FREE WILL AND DETERMINISM Flashcards
What is free will?
Belief that our behavior is governed by our choices, and that those choices are minimally determined by other forces.
What is determinism?
What happens has to happen and could not have occurred in any way other than the way it did.
What is causal explanation?
The ability to explain a phenomenon in terms of the causes that made it happen. This allows us to make scientific predictions of what will happen if certain conditions prevail.
What is hard determinism?
The determinist principle to the letter of the law with no room for the concept of free will.
What is soft determinism?
Only some elements of our behavior are determined and the rest is open to free will. AKA compatibilist viewpoint
What is biologically determined?
Determinism happens the level of biology
What is genetic determinism?
Determinism that happens at the genetic level
What is environmental determinism?
Determinism that happens as a direct result of the influence that our environment has on us.
Biological determinism of personality - EYSENCKS theory
Believed that our biology was the root of our personality.
Eysenck characterized each personality as having three main traits,. Each trait being a dimension along which we all sit somewhere.
Eysenck believed this theory to be deterministic as each of these traits supposedly had an underlying biological cause.

TASK A:
Sum up the free will and determinism flashcards in two sentences.
TASK B:
According to the free will and determinism flashcards, what is soft determinism also known as?
TASK C:
Extend the free will and determinism flashcards, picking up after their last line.
The listing that comes next has nothing to do with the free will and determinism flashcards.

MATERIAL PROVIDED:
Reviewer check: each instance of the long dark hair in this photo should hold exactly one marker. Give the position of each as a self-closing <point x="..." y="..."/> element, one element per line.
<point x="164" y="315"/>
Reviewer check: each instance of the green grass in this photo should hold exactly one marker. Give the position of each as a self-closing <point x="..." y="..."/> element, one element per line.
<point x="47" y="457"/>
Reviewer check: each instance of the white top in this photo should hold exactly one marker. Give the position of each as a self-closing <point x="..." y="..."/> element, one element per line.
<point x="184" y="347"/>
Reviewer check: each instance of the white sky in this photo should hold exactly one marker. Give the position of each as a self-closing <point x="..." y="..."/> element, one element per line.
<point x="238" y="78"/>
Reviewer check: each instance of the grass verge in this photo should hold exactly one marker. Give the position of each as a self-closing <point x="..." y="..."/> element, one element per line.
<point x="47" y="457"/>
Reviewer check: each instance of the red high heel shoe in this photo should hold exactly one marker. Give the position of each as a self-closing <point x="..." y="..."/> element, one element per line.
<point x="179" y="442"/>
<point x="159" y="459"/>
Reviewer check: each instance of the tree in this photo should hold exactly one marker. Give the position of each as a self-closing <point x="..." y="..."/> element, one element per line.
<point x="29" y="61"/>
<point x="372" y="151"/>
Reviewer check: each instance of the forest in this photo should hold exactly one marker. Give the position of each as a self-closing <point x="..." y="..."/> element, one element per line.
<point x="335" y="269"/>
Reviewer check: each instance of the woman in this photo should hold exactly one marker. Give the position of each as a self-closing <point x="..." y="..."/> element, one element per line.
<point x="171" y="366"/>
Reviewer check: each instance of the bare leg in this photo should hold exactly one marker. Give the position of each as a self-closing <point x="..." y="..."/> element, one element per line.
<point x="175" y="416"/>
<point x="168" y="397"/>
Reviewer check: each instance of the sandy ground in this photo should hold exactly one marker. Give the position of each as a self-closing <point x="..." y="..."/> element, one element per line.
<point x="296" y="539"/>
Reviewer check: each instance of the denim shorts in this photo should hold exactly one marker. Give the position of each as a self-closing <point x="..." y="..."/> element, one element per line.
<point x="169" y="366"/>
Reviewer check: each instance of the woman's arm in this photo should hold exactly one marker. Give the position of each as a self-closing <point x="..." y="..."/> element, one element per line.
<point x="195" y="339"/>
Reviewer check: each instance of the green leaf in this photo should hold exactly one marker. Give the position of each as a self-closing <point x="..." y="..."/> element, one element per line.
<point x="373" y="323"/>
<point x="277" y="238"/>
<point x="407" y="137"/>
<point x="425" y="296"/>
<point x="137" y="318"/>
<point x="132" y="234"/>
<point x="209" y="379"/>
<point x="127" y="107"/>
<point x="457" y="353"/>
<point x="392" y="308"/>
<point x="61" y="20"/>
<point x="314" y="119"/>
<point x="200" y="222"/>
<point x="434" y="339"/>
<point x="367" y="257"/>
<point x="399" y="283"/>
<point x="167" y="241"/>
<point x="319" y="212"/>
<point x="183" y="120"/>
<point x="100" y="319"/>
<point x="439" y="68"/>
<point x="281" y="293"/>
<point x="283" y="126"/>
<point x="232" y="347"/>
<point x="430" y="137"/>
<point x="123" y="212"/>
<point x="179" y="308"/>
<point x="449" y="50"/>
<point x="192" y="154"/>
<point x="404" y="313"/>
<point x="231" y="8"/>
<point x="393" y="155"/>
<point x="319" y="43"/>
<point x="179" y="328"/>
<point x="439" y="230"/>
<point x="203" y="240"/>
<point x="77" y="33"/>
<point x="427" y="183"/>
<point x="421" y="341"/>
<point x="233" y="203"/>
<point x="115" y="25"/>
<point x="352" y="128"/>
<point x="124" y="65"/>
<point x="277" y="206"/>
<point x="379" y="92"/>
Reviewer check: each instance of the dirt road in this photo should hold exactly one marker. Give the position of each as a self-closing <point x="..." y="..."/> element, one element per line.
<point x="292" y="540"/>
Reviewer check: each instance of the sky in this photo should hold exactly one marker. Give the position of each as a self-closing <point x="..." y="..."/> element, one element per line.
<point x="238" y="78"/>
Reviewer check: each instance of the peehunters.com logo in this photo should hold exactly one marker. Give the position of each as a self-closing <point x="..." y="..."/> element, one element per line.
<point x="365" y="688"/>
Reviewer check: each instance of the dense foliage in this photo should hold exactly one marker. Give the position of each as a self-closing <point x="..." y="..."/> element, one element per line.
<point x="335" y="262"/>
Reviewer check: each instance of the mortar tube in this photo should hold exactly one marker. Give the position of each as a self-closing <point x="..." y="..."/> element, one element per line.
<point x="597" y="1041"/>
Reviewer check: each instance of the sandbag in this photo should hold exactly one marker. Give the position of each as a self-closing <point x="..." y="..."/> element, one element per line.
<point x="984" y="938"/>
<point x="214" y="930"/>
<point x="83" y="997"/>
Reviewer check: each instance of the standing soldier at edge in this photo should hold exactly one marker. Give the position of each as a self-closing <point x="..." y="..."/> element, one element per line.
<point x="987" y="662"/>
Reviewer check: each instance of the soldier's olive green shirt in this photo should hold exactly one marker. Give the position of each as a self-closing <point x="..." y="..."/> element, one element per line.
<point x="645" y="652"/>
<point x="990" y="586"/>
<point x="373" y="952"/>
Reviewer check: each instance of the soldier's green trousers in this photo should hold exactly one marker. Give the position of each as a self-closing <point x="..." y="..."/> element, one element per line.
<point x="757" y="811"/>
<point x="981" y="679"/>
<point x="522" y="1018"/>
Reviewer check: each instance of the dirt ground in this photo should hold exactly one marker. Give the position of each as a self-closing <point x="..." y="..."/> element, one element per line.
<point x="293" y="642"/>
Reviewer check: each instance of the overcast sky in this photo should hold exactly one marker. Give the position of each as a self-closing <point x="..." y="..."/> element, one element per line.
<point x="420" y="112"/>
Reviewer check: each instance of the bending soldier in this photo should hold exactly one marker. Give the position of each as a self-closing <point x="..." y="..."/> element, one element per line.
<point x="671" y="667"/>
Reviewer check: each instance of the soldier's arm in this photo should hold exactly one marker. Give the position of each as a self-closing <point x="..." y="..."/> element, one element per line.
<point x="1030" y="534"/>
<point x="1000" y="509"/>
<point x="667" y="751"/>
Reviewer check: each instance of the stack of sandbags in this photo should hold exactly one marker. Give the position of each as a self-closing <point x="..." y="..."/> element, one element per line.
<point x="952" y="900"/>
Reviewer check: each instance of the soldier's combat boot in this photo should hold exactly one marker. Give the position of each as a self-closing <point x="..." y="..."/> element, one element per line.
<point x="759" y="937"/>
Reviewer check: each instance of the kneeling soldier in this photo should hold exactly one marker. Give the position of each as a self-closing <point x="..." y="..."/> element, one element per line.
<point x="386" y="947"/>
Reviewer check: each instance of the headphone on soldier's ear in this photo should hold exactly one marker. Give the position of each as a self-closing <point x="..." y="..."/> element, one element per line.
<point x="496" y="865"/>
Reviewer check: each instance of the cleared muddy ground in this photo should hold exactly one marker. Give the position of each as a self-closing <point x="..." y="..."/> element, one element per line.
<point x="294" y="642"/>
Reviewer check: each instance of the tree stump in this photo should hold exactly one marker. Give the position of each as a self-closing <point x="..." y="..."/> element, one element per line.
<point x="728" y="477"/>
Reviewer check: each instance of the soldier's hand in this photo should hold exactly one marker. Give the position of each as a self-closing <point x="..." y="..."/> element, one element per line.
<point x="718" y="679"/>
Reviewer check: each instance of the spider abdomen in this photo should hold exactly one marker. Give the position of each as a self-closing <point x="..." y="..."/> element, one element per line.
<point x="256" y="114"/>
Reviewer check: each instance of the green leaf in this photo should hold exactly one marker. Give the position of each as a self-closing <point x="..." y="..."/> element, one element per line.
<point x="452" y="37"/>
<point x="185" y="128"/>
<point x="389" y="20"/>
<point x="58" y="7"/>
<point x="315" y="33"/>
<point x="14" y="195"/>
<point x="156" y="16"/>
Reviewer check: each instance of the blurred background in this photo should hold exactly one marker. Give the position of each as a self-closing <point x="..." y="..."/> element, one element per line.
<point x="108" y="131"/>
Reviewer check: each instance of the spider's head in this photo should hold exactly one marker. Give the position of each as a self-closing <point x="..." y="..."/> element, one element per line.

OUTPUT A:
The flashcards define free will as behavior governed by our own choices and determinism as the view that what happens could not have occurred any other way, with hard determinism leaving no room for free will and soft determinism leaving some. They also describe biological, genetic and environmental determinism, along with Eysenck's view that personality traits have underlying biological causes.

OUTPUT B:
The compatibilist viewpoint.

OUTPUT C:
EXTRAVERSION: between extravert and introvert
CAUSE: Cortical arousal.
Under aroused = extrovert
Over aroused = introvert
NEUROTICISM: between totally neurotic and emotionally stable
CAUSE: the threshold of the activation of the sympathetic nervous system/ flight or fight response.
low threshold = neurotic
high threshold = stable
PSYCHOTISIM: the degree to which a person shows psychotic tendencies which are being aggressive and generally hostile to others.
CAUSE: level of the hormone testosterone
too much testosterone = aggressive character
Studies supporting Free will
For humanistic psychologists such as Maslow (1943) and Rogers (1951) freedom is not only possible but also necessary if we are to become fully functional human beings. Both see self-actualization as a unique human need and form of motivation setting us apart from all other species. There is thus a line to be drawn between the natural and the social sciences.